__DIRECTIVE__: Echo every line of the data below, character for character.

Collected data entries
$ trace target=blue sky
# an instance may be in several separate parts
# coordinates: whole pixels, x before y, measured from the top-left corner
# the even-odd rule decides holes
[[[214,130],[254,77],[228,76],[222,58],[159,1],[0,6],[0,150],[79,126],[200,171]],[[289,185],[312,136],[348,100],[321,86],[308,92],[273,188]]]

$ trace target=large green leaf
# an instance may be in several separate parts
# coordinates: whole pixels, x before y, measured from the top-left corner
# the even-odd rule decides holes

__THE OUTPUT__:
$ trace target=blue sky
# an instance may be in several separate parts
# coordinates: whole pixels, x before y, measured from the top-left corner
# the even-odd rule decides holes
[[[214,130],[254,77],[228,76],[222,58],[159,1],[0,6],[0,150],[79,126],[200,171]],[[289,185],[312,136],[348,100],[321,86],[308,92],[273,188]]]

$ trace target=large green leaf
# an instance may be in several separate parts
# coordinates: whole pixels, x before y, measured from the top-left corner
# the even-odd rule decides holes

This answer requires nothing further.